# EXTRAIT DU TEXTE
Arno Schmidt (1)
Du grand Arno Schmidt, ces « calculs », avant
de lire Paysage lacustre avec Pocahontas ou Les Émigrants
(dans Roses & poireau, Maurice Nadeau éd.), avant d’écrire un journal ou
une autobiographie, ou encore avant de lire Monotobio, d’Éric
Chevillard, Minuit…
Le point de départ pour le « calcul » de ces
nouvelles formes de prose fut ma réflexion sur le processus du
« souvenir » : chaque fois que l’on se souvient d’un quelconque
petit ensemble d’expériences, que ce soit « école primaire » ou
« un voyage en été » - apparaissent alors en accéléré quelques images
très claires (que j’appelle en raccourci : des « photos »),
autour desquelles viennent se placer dans la suite du déroulement du
« souvenir » des petits fragments explicatifs (des « textes ») :
un tel mélange d’« unités photos-textes » est en somme le résultat
final de toute tentative consciente de se souvenir.

# MATÉRIEL RECUEILLI

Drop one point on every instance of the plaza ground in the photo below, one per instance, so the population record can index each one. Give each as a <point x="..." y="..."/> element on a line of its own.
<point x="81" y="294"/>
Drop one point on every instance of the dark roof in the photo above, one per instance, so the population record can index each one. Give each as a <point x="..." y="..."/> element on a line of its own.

# CONSIGNE
Selon l'extrait sur Arno Schmidt, quel a été le point de départ du « calcul » de ces nouvelles formes de prose ? Le matériel ci-dessus n'a aucun lien avec l'extrait.

# RÉPONSE
Une réflexion sur le processus du « souvenir ».